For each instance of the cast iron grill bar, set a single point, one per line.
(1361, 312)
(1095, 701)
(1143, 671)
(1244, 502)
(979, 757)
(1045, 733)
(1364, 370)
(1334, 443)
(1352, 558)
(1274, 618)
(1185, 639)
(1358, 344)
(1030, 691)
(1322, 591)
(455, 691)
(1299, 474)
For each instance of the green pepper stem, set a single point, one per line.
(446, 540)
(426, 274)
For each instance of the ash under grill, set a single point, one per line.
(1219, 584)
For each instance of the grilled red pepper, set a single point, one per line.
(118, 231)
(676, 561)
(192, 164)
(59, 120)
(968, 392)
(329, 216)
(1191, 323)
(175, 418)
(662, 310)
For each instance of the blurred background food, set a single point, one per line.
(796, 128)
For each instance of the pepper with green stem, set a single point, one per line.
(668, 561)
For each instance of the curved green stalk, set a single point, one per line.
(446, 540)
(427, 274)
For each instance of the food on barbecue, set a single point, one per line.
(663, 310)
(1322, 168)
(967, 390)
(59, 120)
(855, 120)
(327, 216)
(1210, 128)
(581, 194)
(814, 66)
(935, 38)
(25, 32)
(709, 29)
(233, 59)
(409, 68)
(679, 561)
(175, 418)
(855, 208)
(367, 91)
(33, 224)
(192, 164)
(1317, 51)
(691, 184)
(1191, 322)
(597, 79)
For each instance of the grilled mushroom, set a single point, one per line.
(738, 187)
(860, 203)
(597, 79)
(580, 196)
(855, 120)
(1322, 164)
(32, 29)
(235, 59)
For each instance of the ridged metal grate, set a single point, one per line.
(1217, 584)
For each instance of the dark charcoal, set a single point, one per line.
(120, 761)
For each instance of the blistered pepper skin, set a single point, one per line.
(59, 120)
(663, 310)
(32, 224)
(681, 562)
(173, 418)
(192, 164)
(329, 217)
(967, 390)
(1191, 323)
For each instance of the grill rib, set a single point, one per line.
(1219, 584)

==

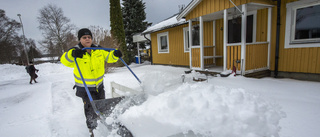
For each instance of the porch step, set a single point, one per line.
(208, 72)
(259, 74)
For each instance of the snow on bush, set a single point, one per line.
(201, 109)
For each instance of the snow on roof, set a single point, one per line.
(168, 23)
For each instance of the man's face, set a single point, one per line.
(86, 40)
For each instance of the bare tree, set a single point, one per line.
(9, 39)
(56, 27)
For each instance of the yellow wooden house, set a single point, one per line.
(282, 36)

_Task requirements:_ Count how many lines in the items above contain the string "snow", with case counting, and give only that number.

_Answer to this task:_ 2